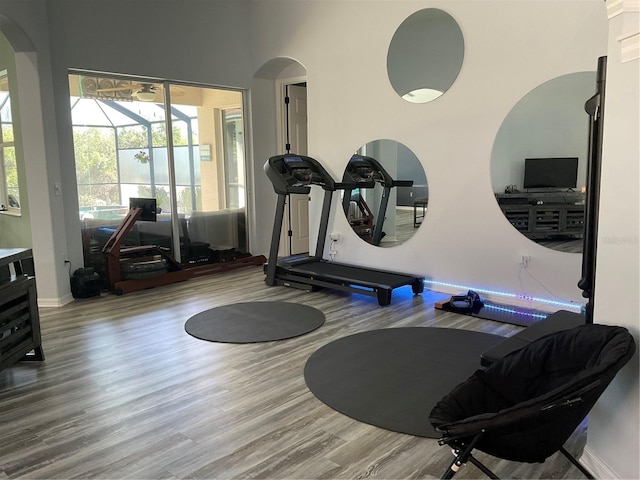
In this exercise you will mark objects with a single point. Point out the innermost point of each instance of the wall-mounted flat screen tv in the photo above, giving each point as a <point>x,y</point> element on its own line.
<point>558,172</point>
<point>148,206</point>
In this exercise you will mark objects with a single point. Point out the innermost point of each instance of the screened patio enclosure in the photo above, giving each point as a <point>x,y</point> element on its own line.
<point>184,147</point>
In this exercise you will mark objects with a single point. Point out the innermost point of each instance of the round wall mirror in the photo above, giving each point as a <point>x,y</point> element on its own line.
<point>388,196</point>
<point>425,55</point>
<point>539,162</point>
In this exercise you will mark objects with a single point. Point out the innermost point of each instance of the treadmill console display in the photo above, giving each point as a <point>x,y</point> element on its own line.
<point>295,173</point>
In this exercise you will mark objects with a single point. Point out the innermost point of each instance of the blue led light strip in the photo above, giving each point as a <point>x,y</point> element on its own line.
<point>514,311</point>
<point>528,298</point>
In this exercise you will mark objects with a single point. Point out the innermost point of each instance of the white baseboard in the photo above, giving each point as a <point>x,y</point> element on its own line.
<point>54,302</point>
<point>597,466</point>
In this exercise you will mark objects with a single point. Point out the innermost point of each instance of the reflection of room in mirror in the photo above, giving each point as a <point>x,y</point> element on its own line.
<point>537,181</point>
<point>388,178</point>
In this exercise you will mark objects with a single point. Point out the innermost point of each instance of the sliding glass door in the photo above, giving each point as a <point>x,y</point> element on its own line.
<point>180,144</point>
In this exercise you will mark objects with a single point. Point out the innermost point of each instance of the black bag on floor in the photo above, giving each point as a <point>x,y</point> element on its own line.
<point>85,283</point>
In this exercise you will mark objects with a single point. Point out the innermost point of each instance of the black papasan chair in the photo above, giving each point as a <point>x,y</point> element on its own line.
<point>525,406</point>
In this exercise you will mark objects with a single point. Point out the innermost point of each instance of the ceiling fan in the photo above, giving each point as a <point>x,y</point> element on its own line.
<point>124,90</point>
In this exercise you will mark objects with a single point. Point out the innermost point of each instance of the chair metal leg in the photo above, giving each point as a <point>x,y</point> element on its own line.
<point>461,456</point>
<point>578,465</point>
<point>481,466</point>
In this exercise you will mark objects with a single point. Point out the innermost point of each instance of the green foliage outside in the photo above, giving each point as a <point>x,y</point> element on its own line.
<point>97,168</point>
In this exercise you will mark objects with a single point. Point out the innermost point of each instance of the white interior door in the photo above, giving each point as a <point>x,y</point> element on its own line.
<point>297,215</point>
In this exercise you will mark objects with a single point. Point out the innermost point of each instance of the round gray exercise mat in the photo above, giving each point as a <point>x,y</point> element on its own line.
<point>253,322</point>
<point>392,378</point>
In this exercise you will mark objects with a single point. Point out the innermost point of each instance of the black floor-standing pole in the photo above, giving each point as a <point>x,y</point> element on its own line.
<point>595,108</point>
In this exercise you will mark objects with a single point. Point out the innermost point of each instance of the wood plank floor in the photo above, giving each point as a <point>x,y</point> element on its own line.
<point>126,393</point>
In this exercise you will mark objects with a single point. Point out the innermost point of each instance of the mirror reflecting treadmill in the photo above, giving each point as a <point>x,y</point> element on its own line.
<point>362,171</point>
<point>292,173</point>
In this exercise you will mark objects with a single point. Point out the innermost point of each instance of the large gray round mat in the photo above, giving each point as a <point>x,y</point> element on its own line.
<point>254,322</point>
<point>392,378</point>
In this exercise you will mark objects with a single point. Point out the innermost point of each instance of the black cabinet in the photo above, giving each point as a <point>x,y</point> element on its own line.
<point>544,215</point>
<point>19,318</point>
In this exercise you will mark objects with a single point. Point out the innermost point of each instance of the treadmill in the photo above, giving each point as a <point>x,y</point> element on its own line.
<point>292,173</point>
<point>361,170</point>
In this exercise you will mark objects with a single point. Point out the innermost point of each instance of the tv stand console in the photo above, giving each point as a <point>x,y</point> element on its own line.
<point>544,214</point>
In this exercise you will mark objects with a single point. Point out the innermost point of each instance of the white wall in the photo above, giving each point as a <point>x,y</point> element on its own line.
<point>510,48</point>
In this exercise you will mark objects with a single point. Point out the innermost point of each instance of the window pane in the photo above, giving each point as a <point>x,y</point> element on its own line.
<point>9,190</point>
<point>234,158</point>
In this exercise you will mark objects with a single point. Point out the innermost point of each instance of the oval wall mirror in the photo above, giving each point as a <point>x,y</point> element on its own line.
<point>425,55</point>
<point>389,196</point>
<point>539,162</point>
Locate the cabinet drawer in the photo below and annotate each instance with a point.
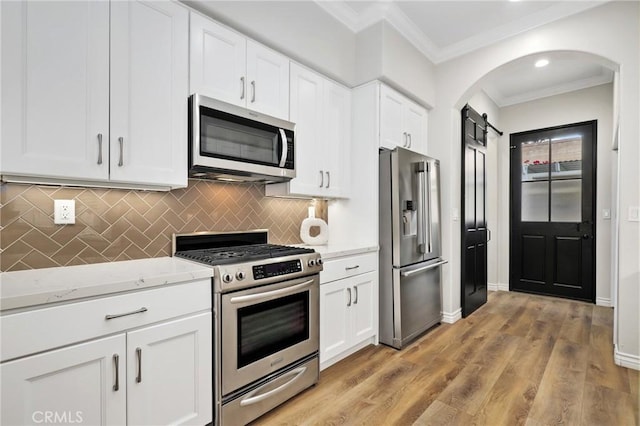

• _Activity_
Please set down the records above word for word and omit their pictures.

• _Solution to this task_
In this exercise you will mark objects with a single point. Point out the innermost point of each instance of the wall-mounted flat screen tv in the photo above, giving each point as a <point>x,y</point> element on its own line.
<point>558,172</point>
<point>148,206</point>
In this exercise you will mark objects with a single point. Point out the innermost point of each instance of the screened patio enclosure in the photo above, giving each point as a <point>x,y</point> element on its own line.
<point>184,147</point>
In this exercise you will mark objects with a single point. Point out the innermost point of each instance of the round wall mirror in the photo above, giving each point as a <point>x,y</point> element on its own line.
<point>388,196</point>
<point>425,55</point>
<point>539,162</point>
In this exercise you will mark objects with a single point. Point out the innermost point of each instance of the treadmill console display in the photo above, giving each point as a <point>x,y</point> element on its own line.
<point>295,173</point>
In this exercise you will mark objects with a single point. Point out the innermost point of each instance of the blue led light strip in the photo above, giving each point as a <point>x,y</point> element on its own line.
<point>514,311</point>
<point>528,298</point>
In this exercise you will mark objects with a single point. Point out the innermost point of each instance of the white baseboard in the photo above, giving each point as a <point>x,y</point> element on its own line.
<point>54,302</point>
<point>597,466</point>
In this exercise you will mark objects with a single point. Point out the innermost point of each instance of the reflection of room in mirror in the photo above, giving each point as a <point>x,y</point> element on its own line.
<point>537,181</point>
<point>388,178</point>
In this exercise you will mark objects with a single point. Point out the innermost point of each instance of the sliding glass door in the photo above, giving each point as a <point>x,y</point> element on its own line.
<point>180,144</point>
In this exercise you will mark objects with a single point. Point out the innermost point of each instance of the black bag on floor in the photo above, giving each point as a <point>x,y</point> element on its own line.
<point>85,283</point>
In this exercise you will mark objects with a single point. Point out the innermost point of each instance of the black papasan chair in the photo above, giving each point as a <point>x,y</point> element on its own line.
<point>525,406</point>
In this exercise you will mark objects with a single point. Point out the innermost point of each instance of the ceiling fan in the photo above, giving each point as a <point>x,y</point> element on its own line.
<point>124,90</point>
In this exercise you will mark objects with a single point. Point out the innermost point of each instance of the chair metal leg in the photo above, giving each point as a <point>x,y</point> element on its own line.
<point>461,456</point>
<point>578,465</point>
<point>481,466</point>
In this exercise you will mark objects with a single point. Point out the innermost point of each instance of the green foliage outside in the photo above, giving each point as a <point>x,y</point> element on its own line.
<point>97,168</point>
In this exercise you will mark objects with a single point. Point out the innermost point of each instance of the white interior door in the photo above, giving each point as a <point>x,y</point> element on its own line.
<point>297,215</point>
In this exercise you will mark objects with a single point. Point out the innermost point of each instance of the round gray exercise mat in the photo above, giving each point as a <point>x,y</point> element on its own line.
<point>253,322</point>
<point>392,378</point>
In this exercise you will mark objects with a single point. Point out the innermost point of each instance of the black floor-standing pole in the photo above, giving each point as a <point>x,y</point> element on its own line.
<point>595,108</point>
In this exercise you will mark objects with a single point. Point out the innermost point of each instance of the wood plank floor in the photo above, giving each point as a <point>x,y</point> element on its own line.
<point>126,393</point>
In this exercise you will mark objects with a single point. Point out the innermost point of each instance of the mirror reflecting treadmill in the photo above, giving each point as a <point>x,y</point> element on its own line.
<point>362,171</point>
<point>292,173</point>
In this exercise you will mark objects with a single point. Point out the innermost point of each instance of the large gray round mat in the photo above, giving each point as a <point>x,y</point> element on its own line.
<point>254,322</point>
<point>392,378</point>
In this exercise you will mark objects with a single point. Point out the innermost point of each instance of the black cabinet in the photo above, giving each point as a <point>x,y</point> element on its own line.
<point>544,215</point>
<point>19,318</point>
In this exercise you will mark objects with a single point. Point out the innermost point of each instance of the treadmill in the photo above, giving each point as a <point>x,y</point> element on its own line.
<point>292,173</point>
<point>361,170</point>
In this exercise you will mark objects with a single point. Point out the innermost point of each instance of the tv stand console in the photo above, giving each point as a <point>x,y</point> element on its own line.
<point>544,214</point>
In this exercise you will mark objects with a single point. Point out the innermost point of each instance of the white wall in the photo above, giving each point as a <point>x,y</point> element on its own line.
<point>510,48</point>
In this exercise you will mark objects with a single point. Point out the innermost point of each instance of the window pane in the photo above, giving each point as a <point>x,y</point> element on its own line.
<point>9,190</point>
<point>234,158</point>
In this exercise you will mark objects with a single point. Point out the innermost point of each instance of the oval wall mirror in the photo above, giving each point as a <point>x,y</point> element on its own line.
<point>425,55</point>
<point>389,196</point>
<point>539,162</point>
Locate the cabinet drawer in the photo below and annotate each instance with a point.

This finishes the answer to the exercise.